┌────────

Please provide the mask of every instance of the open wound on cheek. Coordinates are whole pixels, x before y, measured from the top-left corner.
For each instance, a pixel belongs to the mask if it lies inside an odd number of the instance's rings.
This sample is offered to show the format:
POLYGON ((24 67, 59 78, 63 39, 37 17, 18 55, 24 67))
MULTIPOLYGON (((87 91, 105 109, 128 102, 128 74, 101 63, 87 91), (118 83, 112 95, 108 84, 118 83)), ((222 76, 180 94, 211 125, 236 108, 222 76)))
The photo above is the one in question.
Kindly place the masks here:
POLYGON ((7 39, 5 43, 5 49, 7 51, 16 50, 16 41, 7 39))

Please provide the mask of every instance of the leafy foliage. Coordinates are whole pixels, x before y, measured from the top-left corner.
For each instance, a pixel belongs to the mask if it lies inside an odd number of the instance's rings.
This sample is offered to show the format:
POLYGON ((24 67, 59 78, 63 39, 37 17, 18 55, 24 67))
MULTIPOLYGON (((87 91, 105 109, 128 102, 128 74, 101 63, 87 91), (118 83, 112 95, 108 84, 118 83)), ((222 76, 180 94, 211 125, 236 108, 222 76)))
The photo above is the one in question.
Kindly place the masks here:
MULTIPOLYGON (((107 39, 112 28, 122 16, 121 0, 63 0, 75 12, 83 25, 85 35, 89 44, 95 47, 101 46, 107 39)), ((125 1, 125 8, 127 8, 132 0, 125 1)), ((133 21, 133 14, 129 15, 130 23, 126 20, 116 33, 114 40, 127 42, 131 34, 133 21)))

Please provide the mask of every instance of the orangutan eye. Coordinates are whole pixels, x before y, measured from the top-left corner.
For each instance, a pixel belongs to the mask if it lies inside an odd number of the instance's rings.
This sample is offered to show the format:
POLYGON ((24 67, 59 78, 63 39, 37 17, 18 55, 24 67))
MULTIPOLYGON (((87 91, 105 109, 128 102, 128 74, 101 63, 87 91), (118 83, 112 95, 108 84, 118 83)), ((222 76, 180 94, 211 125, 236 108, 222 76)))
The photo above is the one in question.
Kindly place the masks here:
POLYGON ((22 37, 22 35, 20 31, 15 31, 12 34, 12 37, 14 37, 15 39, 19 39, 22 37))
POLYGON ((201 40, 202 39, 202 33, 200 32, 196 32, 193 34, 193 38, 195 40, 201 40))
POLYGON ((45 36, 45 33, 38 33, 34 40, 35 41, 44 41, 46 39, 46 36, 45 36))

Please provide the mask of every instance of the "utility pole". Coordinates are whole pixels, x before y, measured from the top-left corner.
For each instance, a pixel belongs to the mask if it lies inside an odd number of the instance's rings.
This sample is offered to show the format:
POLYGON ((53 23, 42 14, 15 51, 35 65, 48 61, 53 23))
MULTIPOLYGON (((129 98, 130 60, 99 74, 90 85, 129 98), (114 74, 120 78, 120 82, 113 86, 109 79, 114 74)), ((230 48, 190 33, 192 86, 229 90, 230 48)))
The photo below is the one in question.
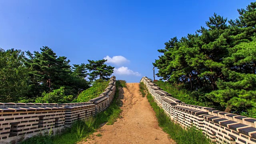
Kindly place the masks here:
POLYGON ((153 68, 153 71, 154 72, 154 80, 155 80, 155 67, 153 68))

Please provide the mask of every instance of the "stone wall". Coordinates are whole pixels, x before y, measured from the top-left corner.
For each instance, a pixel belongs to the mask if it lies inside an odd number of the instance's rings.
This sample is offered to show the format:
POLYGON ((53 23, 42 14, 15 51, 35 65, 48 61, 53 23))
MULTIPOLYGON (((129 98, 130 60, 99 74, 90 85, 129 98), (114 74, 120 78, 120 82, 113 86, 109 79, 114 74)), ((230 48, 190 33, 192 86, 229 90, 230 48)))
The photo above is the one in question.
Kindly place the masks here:
POLYGON ((116 77, 98 97, 88 102, 67 104, 0 103, 0 144, 16 143, 50 129, 58 133, 78 120, 93 116, 112 102, 116 77))
POLYGON ((187 104, 172 97, 147 77, 143 82, 165 113, 180 125, 194 126, 212 141, 224 144, 256 144, 256 119, 187 104))

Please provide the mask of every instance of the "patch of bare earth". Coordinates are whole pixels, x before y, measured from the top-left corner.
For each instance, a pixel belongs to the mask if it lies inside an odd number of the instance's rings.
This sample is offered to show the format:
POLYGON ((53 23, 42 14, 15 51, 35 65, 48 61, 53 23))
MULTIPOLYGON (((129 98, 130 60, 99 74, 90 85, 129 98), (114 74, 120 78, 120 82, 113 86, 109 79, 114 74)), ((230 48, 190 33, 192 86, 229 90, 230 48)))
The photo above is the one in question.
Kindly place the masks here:
POLYGON ((138 83, 119 88, 122 118, 105 125, 80 144, 175 144, 158 125, 147 98, 139 92, 138 83))

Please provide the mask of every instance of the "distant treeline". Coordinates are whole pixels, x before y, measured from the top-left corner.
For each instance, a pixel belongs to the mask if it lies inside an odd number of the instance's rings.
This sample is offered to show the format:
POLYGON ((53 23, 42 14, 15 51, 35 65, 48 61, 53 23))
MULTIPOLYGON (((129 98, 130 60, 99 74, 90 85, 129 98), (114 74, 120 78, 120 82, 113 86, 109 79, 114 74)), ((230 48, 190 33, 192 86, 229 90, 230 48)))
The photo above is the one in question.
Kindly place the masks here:
POLYGON ((70 102, 92 81, 107 80, 113 72, 105 60, 72 66, 48 47, 40 50, 26 52, 26 57, 21 50, 0 48, 0 102, 70 102))
POLYGON ((206 28, 171 38, 158 50, 156 75, 220 110, 255 115, 256 8, 252 2, 228 22, 214 13, 206 28))

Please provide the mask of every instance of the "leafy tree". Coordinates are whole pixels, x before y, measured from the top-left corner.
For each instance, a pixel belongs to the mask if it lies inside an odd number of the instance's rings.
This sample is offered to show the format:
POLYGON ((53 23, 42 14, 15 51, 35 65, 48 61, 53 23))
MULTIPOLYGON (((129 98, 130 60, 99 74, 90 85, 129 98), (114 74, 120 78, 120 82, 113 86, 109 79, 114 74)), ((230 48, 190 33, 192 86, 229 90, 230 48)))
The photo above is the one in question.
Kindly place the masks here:
POLYGON ((78 76, 82 78, 85 78, 87 76, 86 71, 85 64, 73 64, 72 67, 73 70, 73 74, 74 76, 78 76))
POLYGON ((250 42, 241 43, 230 51, 230 56, 224 59, 228 66, 222 70, 227 80, 219 80, 219 90, 206 95, 226 107, 225 112, 247 109, 250 114, 255 114, 256 38, 250 42))
POLYGON ((88 60, 89 64, 86 64, 85 67, 90 72, 89 79, 91 81, 96 80, 98 77, 100 79, 107 80, 108 77, 114 72, 114 67, 104 64, 107 61, 106 60, 88 60))
POLYGON ((28 92, 29 69, 22 60, 24 53, 0 48, 0 102, 17 102, 28 92))
POLYGON ((32 69, 31 79, 38 87, 36 89, 48 91, 58 88, 63 84, 65 77, 71 72, 70 61, 66 60, 64 56, 58 57, 47 46, 43 46, 40 50, 41 52, 35 51, 34 54, 26 52, 29 58, 26 58, 24 63, 32 69))
POLYGON ((56 103, 58 104, 70 102, 73 99, 73 96, 66 96, 64 87, 58 89, 53 90, 49 93, 43 92, 42 97, 37 98, 36 100, 37 103, 56 103))
POLYGON ((256 2, 238 12, 230 25, 214 13, 207 28, 172 38, 158 50, 163 55, 153 64, 162 79, 196 91, 197 99, 211 101, 226 112, 255 115, 256 2))

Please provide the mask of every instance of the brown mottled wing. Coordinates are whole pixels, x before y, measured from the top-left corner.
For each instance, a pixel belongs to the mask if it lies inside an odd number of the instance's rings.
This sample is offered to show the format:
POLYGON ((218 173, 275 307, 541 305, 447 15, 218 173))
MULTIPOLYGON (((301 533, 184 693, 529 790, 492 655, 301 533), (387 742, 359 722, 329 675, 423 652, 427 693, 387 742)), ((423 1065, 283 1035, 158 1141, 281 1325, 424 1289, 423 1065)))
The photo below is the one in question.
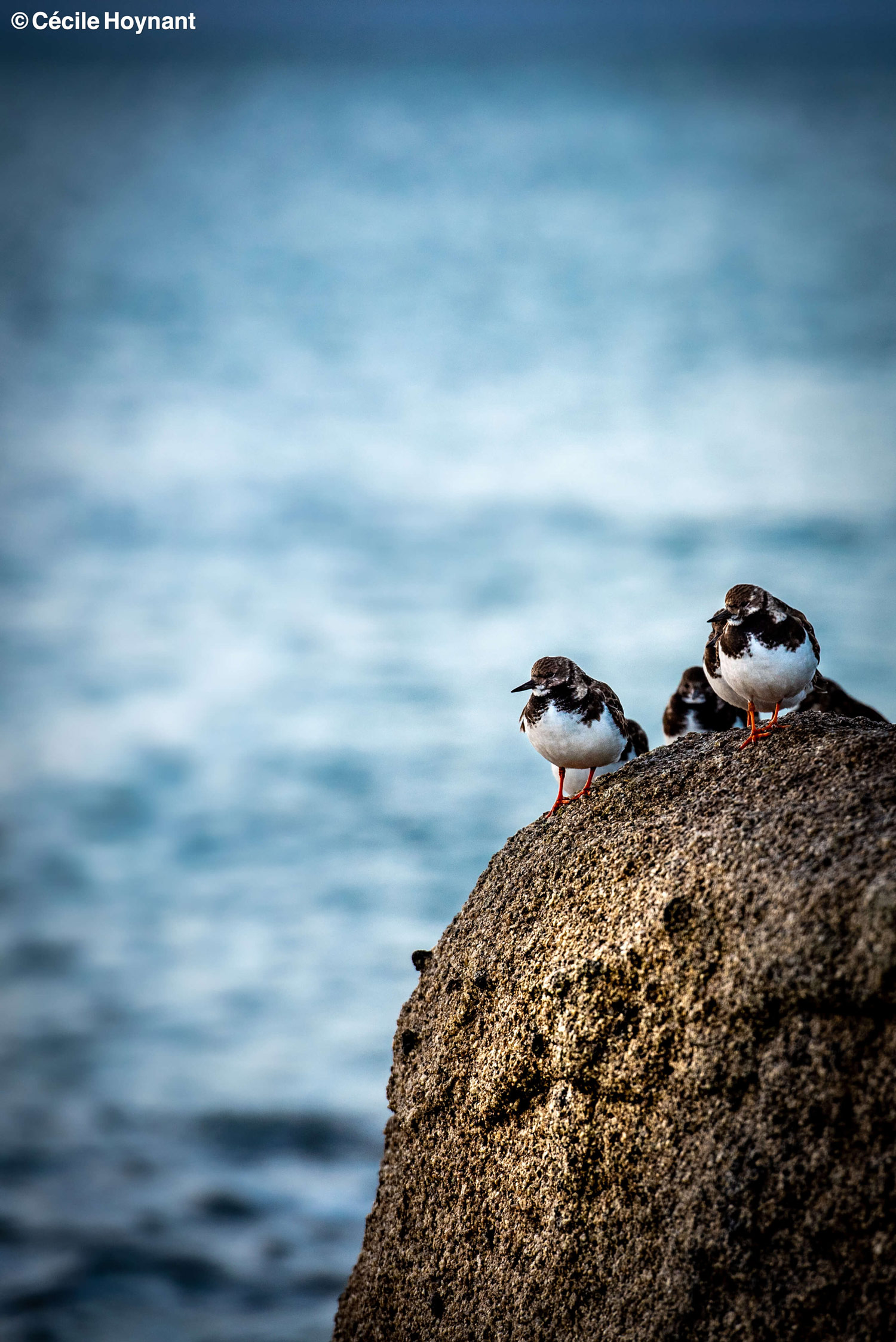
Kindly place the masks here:
POLYGON ((707 646, 703 650, 703 666, 711 676, 716 678, 716 680, 722 675, 722 670, 719 667, 719 640, 716 639, 715 632, 710 635, 707 646))
POLYGON ((816 631, 809 624, 809 620, 806 619, 806 616, 802 613, 802 611, 797 611, 795 607, 787 605, 786 601, 782 601, 781 604, 783 605, 783 608, 787 612, 787 615, 793 615, 793 617, 795 620, 799 620, 799 623, 802 624, 803 629, 809 635, 809 641, 811 643, 811 651, 816 654, 816 660, 820 662, 821 660, 821 648, 818 647, 818 639, 816 637, 816 631))
MULTIPOLYGON (((622 713, 622 705, 620 703, 620 701, 616 696, 616 694, 613 692, 613 690, 610 690, 609 684, 605 684, 604 680, 592 680, 590 688, 592 688, 592 691, 594 691, 594 690, 598 691, 598 694, 604 699, 604 703, 610 710, 610 717, 613 718, 613 722, 620 729, 620 731, 622 733, 622 735, 628 737, 629 729, 628 729, 628 725, 625 722, 625 714, 622 713)), ((590 698, 590 692, 589 692, 589 698, 590 698)))
POLYGON ((534 726, 546 707, 547 699, 543 695, 537 698, 534 694, 530 694, 528 699, 523 705, 523 711, 519 715, 519 730, 524 731, 527 722, 534 726))
POLYGON ((632 747, 633 754, 636 757, 640 754, 647 754, 648 750, 651 749, 651 745, 647 739, 647 731, 644 730, 641 723, 636 722, 634 718, 626 718, 625 726, 628 729, 629 746, 632 747))

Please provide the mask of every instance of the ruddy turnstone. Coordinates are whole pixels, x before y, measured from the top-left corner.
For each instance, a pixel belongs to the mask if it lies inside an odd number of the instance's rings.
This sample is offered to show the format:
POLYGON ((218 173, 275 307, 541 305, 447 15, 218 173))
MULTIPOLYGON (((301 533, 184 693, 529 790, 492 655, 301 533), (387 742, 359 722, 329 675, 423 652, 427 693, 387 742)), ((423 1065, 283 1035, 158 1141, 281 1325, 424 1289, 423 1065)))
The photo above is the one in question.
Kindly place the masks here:
POLYGON ((707 679, 720 699, 747 711, 750 735, 740 749, 783 730, 778 713, 806 698, 818 670, 818 639, 806 616, 765 588, 739 582, 707 623, 707 679), (773 711, 761 731, 757 713, 773 711))
MULTIPOLYGON (((647 754, 648 750, 651 749, 647 739, 647 731, 644 730, 640 722, 636 722, 634 718, 626 718, 625 726, 629 734, 629 738, 625 743, 625 750, 616 761, 616 764, 605 764, 601 765, 600 769, 596 769, 594 770, 596 778, 601 778, 605 773, 616 773, 616 770, 621 769, 624 764, 629 762, 629 760, 636 760, 637 756, 647 754)), ((551 773, 559 782, 559 769, 555 764, 551 765, 551 773)), ((587 769, 567 769, 566 777, 563 780, 563 796, 569 797, 571 801, 574 796, 578 796, 579 790, 586 785, 586 782, 587 782, 587 769)))
POLYGON ((887 722, 884 714, 879 713, 877 709, 871 709, 866 703, 853 699, 841 684, 825 679, 817 671, 811 690, 794 711, 809 713, 810 709, 817 709, 820 713, 838 713, 841 718, 871 718, 872 722, 887 722))
POLYGON ((663 738, 668 746, 688 731, 727 731, 735 722, 746 726, 746 713, 719 698, 703 667, 688 667, 665 706, 663 738))
POLYGON ((539 658, 533 678, 518 684, 511 694, 531 690, 519 715, 524 731, 538 753, 557 765, 559 789, 555 811, 587 794, 597 769, 617 764, 629 743, 629 729, 622 705, 602 680, 593 680, 569 658, 539 658), (574 797, 563 796, 567 769, 587 769, 585 786, 574 797))

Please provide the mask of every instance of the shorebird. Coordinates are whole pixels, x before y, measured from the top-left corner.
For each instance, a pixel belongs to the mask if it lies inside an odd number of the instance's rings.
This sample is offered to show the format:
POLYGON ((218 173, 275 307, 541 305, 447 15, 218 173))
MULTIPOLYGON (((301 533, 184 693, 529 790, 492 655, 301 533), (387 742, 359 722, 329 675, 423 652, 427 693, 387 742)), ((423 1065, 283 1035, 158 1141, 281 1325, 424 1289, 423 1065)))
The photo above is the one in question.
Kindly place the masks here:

└────────

*Given problem*:
Reproduce the data verbatim from the very beginning down through the line containing "MULTIPOLYGON (((107 39, 112", including both ends, and nothing else.

*Task result*:
Please provide the mask of every instance of the open wound on cheek. Coordinates are whole pixels, x before y, measured from the top-left corner.
For each instance, a pixel belongs to the mask if it lies inside an odd number of the instance's rings.
This sample is offered to show the format:
POLYGON ((24 67, 59 78, 63 39, 37 17, 18 55, 24 67))
MULTIPOLYGON (((87 91, 105 109, 128 102, 128 74, 101 63, 87 91), (118 83, 112 95, 108 84, 118 83)), ((222 76, 180 94, 211 125, 236 108, 222 76)))
The photo above is the one in question.
Kindly place the masks here:
POLYGON ((7 39, 5 43, 5 49, 7 51, 16 50, 16 41, 7 39))

Please provide the mask of every instance of the leafy foliage. Coordinates are whole pixels, x before y, measured from the top-left corner.
For each instance, a pixel belongs to the mask if it lies inside an odd number of the instance's rings.
This sample is offered to show the format:
POLYGON ((24 67, 59 78, 63 39, 37 17, 18 55, 24 67))
MULTIPOLYGON (((87 91, 105 109, 128 102, 128 74, 101 63, 87 91), (118 83, 112 95, 108 84, 118 83)), ((222 76, 180 94, 211 125, 236 108, 222 76)))
The photo above is the one in question.
Kindly place the masks here:
MULTIPOLYGON (((107 39, 112 28, 122 16, 121 0, 63 0, 75 12, 83 25, 85 35, 89 44, 95 47, 101 46, 107 39)), ((125 1, 125 8, 127 8, 132 0, 125 1)), ((133 21, 133 14, 129 15, 130 23, 126 20, 116 33, 114 40, 127 42, 131 34, 133 21)))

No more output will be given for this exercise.